* [Consigne] Pour chacune des affirmations suivantes, indiquez par oui ou par non si elle concorde avec l'extrait sur la réciprocité irrationnelle, et citez mot pour mot les termes de l'extrait qui tranchent. 1. Le don/contre-don a été observé dans de nombreuses civilisations. 2. Dans l'expérience, la seconde personne qui refuse l'offre garde tout de même 1 $. 3. En général, les gens décident de faire moitié-moitié.

* [Extrait choisi]
________________________________________
Réciprocité irrationnelle
Comment éviter un réflexe punitif défiant la logique ?
Concept
Il semble que la réciprocité est un besoin fondamental de l’humain.
Pour le sociologue Marcel Mauss1, elle est même la base d’un contrat social, le don/contre-don qui s’établit de façon permanente. Cette dépendance est induite par la triple obligation de donner-recevoir-rendre. Il l’a observé dans de nombreuses civilisations. On le retrouve aujourd’hui dans des relations économiques, par exemple avec le contrat de travail.
C’est même tellement humain que parfois certains peuvent s’en servir pour nous manipuler.
Mais ça n’est pas pour autant que nous sommes complètement rationnels dans la réciprocité, même lorsque c’est à notre avantage.
L’expérience suivante a été menée pour le prouver.2
On souhaite répartir 25 $ entre 2 personnes. La première a le droit de décider de la répartition entre elle et l’autre personne. La seconde a le droit d’accepter ou de refuser l’offre de façon globale : si elle refuse, personne ne reçoit rien.
La logique voudrait qu’une offre à 1 $ de la première personne soit acceptée par la seconde, car c’est de toute façon plus que $0. Et en général, les gens décident de faire moitié-moitié.
________________________________________
* [Lignes de données]

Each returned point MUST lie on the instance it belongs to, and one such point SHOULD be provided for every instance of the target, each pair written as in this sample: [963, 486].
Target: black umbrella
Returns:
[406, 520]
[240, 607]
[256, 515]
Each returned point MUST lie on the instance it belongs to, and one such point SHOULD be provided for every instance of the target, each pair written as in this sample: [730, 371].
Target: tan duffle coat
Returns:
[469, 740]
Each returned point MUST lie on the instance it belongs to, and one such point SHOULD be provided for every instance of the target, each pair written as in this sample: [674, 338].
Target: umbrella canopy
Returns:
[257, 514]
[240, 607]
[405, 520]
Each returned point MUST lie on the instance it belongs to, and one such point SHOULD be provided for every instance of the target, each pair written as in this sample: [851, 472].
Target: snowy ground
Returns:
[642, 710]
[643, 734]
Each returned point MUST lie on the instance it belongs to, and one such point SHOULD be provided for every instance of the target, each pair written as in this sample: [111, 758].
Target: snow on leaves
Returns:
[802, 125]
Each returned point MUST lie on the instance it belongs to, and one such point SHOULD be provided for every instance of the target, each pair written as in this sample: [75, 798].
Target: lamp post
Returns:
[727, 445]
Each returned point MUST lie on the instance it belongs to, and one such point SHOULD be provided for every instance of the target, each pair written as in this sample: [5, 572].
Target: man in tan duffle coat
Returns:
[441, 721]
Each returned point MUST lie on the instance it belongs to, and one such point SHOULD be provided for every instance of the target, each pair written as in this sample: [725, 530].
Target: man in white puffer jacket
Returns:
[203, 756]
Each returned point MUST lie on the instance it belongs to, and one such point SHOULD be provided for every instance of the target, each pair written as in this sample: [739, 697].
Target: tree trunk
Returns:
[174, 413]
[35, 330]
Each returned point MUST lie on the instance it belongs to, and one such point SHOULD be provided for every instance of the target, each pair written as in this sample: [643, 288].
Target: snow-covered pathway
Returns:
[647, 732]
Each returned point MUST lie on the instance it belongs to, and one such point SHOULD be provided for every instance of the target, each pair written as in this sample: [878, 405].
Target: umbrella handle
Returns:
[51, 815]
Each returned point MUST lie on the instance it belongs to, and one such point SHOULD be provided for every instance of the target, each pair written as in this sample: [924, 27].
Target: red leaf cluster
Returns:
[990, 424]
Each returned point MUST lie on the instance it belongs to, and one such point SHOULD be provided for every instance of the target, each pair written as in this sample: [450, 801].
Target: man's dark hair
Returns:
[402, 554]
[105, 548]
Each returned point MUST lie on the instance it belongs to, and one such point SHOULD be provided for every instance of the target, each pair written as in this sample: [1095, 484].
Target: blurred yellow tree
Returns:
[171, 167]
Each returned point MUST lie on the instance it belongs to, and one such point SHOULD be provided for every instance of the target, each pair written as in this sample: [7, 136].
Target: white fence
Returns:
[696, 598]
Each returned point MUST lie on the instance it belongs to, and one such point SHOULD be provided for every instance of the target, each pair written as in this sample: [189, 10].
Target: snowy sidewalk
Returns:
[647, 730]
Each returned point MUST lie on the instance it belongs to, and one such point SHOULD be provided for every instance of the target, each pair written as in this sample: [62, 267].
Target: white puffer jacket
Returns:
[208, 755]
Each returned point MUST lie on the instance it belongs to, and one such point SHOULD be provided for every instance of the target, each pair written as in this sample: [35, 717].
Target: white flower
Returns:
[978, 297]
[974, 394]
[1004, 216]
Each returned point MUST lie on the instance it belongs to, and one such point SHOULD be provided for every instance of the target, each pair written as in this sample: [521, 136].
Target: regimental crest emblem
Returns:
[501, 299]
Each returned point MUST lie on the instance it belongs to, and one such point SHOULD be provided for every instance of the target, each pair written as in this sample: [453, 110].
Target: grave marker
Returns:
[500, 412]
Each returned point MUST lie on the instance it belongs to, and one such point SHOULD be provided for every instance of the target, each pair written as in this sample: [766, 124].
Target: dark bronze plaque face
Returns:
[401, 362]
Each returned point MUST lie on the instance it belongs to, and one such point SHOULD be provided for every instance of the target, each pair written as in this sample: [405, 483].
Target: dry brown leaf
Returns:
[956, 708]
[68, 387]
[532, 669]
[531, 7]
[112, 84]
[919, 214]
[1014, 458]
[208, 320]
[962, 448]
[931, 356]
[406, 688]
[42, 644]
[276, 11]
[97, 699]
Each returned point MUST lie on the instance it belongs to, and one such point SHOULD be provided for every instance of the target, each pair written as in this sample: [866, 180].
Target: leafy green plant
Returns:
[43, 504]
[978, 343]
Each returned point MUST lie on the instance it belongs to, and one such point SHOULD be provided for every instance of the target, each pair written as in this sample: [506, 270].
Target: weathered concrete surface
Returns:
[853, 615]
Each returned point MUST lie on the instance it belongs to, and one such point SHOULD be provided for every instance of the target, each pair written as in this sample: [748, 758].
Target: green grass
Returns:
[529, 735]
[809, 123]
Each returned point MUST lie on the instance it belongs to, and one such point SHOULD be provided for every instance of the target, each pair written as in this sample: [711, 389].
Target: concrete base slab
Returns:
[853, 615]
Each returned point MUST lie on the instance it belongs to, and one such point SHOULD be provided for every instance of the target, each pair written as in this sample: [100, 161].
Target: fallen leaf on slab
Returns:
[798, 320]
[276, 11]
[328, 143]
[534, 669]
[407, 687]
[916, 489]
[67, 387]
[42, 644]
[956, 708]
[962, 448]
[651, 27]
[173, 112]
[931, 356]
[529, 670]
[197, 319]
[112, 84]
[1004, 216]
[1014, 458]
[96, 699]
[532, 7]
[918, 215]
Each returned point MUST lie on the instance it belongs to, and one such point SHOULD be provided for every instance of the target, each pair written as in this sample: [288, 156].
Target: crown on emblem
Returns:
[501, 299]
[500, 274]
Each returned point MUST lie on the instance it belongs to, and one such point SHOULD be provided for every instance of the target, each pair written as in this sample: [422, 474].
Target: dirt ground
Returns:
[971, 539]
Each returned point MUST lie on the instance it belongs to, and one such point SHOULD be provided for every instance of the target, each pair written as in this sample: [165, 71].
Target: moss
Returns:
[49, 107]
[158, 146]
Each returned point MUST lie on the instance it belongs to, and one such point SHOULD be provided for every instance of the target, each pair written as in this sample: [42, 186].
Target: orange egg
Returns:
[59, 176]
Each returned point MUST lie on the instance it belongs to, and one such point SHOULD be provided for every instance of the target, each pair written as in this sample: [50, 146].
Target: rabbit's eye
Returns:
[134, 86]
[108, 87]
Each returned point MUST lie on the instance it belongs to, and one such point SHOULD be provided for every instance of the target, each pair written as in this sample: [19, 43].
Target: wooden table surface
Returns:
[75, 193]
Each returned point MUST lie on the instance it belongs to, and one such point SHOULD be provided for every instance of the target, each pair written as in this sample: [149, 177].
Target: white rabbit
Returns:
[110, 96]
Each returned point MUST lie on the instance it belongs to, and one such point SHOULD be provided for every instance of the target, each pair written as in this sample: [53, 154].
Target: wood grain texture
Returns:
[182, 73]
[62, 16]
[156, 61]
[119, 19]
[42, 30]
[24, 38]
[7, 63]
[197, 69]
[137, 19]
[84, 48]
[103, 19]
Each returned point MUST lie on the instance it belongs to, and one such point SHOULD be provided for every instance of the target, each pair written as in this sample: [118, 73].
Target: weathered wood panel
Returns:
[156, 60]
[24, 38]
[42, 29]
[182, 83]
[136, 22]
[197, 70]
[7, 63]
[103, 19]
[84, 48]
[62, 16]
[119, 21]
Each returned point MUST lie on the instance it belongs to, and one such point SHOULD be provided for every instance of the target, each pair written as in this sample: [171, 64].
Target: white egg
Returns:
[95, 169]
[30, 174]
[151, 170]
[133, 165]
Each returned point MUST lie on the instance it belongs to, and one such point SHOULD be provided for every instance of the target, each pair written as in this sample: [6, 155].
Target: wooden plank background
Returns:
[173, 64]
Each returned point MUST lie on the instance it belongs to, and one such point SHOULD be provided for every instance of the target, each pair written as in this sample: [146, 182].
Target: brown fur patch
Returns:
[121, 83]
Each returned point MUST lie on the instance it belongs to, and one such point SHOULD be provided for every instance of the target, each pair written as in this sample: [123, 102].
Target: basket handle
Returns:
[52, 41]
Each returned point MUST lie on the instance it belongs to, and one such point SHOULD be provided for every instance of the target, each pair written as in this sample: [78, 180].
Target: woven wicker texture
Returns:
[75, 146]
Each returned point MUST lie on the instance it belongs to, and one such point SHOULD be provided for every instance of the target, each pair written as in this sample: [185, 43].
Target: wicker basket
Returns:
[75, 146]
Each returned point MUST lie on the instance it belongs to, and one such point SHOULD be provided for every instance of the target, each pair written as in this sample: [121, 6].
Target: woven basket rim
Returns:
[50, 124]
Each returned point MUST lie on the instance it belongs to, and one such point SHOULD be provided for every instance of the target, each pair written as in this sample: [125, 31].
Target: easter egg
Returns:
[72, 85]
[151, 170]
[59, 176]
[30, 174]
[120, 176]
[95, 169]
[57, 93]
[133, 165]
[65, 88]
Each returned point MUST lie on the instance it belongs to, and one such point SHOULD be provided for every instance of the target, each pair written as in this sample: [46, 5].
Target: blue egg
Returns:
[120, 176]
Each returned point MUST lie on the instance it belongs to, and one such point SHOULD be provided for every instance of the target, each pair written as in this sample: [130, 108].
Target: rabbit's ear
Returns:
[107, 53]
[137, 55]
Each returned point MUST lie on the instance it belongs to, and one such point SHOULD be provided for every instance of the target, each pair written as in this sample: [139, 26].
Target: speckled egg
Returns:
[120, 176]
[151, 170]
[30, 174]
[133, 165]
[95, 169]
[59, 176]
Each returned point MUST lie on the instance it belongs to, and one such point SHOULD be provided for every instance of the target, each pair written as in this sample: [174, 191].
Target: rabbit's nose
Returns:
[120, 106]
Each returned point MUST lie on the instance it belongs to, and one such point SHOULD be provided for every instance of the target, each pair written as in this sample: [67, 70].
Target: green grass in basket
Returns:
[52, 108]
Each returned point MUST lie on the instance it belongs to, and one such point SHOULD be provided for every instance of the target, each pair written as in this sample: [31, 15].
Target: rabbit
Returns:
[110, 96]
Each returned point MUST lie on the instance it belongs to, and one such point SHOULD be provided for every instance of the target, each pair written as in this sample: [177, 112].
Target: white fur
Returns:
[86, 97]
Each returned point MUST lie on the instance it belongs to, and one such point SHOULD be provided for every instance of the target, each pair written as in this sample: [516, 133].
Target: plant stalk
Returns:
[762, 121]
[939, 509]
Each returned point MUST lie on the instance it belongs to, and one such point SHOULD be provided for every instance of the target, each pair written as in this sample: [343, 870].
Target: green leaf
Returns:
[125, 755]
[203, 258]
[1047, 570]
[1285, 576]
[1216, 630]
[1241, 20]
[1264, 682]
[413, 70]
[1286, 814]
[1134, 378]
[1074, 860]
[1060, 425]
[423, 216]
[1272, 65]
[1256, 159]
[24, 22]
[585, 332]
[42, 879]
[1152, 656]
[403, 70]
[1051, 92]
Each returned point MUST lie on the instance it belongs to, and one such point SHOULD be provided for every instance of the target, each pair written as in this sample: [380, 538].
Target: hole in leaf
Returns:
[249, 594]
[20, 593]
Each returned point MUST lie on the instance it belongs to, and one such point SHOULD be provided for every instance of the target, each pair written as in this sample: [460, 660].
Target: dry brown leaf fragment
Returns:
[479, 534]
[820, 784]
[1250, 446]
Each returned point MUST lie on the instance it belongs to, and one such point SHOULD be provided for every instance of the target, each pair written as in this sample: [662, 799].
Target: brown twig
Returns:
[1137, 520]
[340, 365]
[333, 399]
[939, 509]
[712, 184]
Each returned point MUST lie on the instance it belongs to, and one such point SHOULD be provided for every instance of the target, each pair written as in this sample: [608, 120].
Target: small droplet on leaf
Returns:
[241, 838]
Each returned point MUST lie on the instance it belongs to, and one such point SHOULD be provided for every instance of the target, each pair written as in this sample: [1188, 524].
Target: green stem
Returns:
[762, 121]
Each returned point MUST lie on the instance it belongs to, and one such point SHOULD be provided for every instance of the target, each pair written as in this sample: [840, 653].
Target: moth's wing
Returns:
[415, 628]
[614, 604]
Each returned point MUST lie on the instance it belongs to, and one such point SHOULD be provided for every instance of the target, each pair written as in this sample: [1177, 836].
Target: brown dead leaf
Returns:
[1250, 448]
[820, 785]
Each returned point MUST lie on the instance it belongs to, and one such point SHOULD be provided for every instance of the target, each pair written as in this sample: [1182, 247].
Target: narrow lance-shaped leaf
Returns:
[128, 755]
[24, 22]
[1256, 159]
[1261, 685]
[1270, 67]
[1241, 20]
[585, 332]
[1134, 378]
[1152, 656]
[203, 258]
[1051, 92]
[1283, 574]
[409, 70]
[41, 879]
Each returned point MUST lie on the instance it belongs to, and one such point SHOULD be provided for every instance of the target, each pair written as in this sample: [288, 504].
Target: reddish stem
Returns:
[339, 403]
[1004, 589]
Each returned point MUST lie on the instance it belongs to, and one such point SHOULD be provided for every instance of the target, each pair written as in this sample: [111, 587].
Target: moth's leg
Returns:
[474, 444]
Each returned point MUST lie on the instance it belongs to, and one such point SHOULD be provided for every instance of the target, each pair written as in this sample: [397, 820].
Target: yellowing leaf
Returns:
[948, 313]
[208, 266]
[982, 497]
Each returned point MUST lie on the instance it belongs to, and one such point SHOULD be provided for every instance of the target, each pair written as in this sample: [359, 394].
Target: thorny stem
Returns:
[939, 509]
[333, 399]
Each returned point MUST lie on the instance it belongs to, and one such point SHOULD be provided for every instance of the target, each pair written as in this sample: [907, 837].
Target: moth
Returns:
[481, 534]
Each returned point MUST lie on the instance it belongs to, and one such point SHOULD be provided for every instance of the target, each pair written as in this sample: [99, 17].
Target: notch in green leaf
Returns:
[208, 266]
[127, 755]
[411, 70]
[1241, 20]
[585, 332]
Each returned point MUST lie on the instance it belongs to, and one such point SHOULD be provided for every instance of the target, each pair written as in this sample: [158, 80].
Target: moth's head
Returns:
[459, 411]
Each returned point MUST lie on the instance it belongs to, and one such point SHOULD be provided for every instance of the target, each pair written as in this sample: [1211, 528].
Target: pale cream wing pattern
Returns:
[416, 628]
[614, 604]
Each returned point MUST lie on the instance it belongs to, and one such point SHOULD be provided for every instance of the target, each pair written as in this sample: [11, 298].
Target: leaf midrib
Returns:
________________________________________
* [Réponse au problème]
1. Oui : « Il l’a observé dans de nombreuses civilisations. »
2. Non : « si elle refuse, personne ne reçoit rien. »
3. Oui : « Et en général, les gens décident de faire moitié-moitié. »